---- Document excerpt
Sunday, October 4, 2015

A very (very) short primer on spacy.io

A very (very) short primer on spacy.io


This is a primer and short python tutorial on the package spacy.io. The tutorial is the same as the one in the website but I changed the commands to fit the environment I use (Centos 6.5 with manually installed python 2.7 configured by a script I published in a former post). 

The tutorial was written and test on version 0.93

Installation


In order to install spacy.io all we need to do is the following:

sudo /usr/local/bin/pip2.7 install spacy
sudo python2.7 -m spacy.en.download all

Note: the main disadvantage of the package is that it takes ~1.5 GB of disk space.

usage


The usage of the system is very straight forward. The package basically has a single command (parse) that basically provide us with tokenizing, lemmatizing, and tagging



#import and construct the package
from spacy.en import English
nlp = English()

Now, lets assume that we work on a simple corpus, constructed from a list of texts.


corpus = [
    u"I ate his liver with some fava beans and a nice chianti.",
    u"Did you think I'd be too stupid to know what a eugoogly is?",
    u"Gentlemen, you can't fight in here! This is the War Room!",
    u"If you are looking for ransom, I can tell you I don't have money. But what I do have are a very particular set of skills, skills I have acquired over a very long career. Skills that make me a nightmare for people like you."
--------
---- Record extracts
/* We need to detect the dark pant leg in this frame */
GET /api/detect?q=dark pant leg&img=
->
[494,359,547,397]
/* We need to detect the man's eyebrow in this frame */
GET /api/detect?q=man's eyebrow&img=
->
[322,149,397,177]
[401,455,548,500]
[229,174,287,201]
--------
---- Record extracts
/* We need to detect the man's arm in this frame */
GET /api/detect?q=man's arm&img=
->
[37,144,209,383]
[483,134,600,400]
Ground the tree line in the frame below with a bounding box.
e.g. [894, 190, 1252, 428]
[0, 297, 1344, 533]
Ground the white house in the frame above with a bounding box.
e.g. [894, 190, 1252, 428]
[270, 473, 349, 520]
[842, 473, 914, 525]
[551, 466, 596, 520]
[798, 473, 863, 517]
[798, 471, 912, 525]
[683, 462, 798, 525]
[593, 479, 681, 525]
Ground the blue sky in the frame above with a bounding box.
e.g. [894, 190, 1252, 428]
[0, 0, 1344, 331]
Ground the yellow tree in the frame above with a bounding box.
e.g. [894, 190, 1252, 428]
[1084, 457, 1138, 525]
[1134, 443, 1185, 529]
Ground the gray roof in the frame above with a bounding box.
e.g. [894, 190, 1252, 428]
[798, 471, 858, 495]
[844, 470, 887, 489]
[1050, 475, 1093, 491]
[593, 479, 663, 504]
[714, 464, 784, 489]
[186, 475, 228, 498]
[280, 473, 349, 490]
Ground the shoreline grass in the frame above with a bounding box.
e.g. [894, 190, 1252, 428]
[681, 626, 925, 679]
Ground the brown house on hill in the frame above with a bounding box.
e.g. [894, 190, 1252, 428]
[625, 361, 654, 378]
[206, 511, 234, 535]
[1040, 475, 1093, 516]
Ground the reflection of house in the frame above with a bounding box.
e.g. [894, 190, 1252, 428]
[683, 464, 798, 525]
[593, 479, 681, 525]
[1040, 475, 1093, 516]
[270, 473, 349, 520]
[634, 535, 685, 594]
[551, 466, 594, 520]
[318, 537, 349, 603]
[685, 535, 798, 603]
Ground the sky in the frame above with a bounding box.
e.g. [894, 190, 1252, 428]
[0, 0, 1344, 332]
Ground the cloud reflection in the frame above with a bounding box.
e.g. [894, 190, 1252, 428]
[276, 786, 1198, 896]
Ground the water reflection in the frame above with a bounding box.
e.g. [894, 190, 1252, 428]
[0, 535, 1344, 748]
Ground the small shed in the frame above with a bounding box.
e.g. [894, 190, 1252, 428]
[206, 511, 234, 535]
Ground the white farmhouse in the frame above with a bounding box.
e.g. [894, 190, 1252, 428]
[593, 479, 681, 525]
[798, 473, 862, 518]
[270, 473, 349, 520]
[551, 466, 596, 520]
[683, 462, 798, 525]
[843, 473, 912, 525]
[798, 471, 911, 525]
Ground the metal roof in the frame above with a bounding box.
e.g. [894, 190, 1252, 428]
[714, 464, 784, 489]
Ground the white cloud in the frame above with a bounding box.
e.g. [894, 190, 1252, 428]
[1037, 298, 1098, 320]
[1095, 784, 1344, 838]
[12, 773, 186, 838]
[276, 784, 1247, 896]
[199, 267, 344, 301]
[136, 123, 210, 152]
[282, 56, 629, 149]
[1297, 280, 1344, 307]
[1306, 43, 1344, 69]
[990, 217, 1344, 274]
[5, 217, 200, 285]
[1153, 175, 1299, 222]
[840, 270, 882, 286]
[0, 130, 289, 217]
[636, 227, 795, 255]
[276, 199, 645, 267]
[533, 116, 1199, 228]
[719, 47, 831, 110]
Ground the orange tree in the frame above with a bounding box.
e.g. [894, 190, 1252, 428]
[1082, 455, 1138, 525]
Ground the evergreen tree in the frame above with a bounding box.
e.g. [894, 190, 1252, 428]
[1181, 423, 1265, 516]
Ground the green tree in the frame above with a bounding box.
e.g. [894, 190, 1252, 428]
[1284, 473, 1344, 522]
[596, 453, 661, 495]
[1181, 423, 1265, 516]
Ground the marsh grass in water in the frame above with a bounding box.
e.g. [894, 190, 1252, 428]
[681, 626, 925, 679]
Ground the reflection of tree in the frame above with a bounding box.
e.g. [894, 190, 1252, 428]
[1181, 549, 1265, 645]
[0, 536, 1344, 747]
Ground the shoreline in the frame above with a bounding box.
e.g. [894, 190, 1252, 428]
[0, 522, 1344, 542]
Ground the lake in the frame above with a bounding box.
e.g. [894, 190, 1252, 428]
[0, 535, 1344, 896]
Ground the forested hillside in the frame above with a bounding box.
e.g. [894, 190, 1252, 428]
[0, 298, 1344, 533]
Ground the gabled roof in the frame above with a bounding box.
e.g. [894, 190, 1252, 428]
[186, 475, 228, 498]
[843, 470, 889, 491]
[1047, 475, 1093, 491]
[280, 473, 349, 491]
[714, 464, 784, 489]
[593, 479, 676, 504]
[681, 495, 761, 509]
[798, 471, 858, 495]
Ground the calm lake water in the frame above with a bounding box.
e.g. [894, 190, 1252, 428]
--------
---- Record extracts
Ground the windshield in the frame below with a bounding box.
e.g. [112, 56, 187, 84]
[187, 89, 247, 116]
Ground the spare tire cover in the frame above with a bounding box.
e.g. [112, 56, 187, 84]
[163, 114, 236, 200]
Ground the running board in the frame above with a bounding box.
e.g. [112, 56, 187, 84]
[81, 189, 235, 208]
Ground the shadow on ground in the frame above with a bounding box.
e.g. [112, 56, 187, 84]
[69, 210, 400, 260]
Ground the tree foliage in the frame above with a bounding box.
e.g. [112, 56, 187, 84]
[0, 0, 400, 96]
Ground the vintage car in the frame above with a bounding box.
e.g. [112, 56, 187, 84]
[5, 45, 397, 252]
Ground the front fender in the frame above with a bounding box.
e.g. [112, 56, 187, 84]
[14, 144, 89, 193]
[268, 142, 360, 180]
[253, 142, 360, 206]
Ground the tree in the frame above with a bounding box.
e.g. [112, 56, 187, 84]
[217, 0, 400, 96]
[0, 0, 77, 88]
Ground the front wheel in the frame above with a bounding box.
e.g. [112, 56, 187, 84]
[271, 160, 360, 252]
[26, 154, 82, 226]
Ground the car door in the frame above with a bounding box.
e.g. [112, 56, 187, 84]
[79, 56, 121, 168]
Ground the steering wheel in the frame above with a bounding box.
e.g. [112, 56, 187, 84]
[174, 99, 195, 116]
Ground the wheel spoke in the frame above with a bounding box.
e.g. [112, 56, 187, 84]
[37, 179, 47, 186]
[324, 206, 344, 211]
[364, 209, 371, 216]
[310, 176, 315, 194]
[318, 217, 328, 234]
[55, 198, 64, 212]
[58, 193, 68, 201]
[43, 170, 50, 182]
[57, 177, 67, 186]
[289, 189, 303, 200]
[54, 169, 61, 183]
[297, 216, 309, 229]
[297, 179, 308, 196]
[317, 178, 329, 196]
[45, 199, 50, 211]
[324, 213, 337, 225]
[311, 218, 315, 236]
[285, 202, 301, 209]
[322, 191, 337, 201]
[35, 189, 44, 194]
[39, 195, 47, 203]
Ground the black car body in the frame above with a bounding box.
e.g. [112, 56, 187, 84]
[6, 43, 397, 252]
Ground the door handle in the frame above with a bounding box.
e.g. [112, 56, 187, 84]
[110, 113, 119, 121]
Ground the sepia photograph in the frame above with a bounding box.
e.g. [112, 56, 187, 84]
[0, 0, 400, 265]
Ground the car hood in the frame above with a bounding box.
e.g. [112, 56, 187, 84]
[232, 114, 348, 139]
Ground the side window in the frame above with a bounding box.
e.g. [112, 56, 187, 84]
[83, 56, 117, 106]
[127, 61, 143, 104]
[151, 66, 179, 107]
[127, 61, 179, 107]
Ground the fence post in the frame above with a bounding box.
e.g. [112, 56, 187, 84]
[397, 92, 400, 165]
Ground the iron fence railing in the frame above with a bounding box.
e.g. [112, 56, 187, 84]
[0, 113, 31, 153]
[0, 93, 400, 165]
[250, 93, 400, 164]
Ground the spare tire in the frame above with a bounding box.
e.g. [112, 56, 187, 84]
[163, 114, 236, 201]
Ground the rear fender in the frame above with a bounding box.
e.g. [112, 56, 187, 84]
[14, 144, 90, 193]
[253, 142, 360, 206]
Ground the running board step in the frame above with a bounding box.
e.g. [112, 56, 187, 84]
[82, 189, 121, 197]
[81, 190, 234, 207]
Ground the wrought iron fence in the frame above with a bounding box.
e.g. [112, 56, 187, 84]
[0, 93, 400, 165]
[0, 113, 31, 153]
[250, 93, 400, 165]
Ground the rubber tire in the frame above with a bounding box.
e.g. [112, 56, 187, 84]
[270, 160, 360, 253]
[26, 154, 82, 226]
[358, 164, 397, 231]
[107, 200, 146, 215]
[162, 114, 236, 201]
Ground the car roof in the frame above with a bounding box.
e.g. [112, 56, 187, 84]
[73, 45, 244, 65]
--------
### Objectives
- a) Rewrite the paragraph in the spacy.io primer that begins "This is a primer and short python tutorial" as a shorter bulleted list that keeps its main facts.
- b) From the spacy.io primer, pull out the stretch from "Note: the main" through "nlp = English()", word for word.

### Task-by-task answers
- a)
- A primer and short Python tutorial on the spacy.io package
- Same as the tutorial on the website
- Commands changed to fit the writer's environment: Centos 6.5 with manually installed Python 2.7, configured by a script published in a former post

- b)
Note: the main disadvantage of the package is that it takes ~1.5 GB of disk space.

usage


The usage of the system is very straight forward. The package basically has a single command (parse) that basically provide us with tokenizing, lemmatizing, and tagging



#import and construct the package
from spacy.en import English
nlp = English()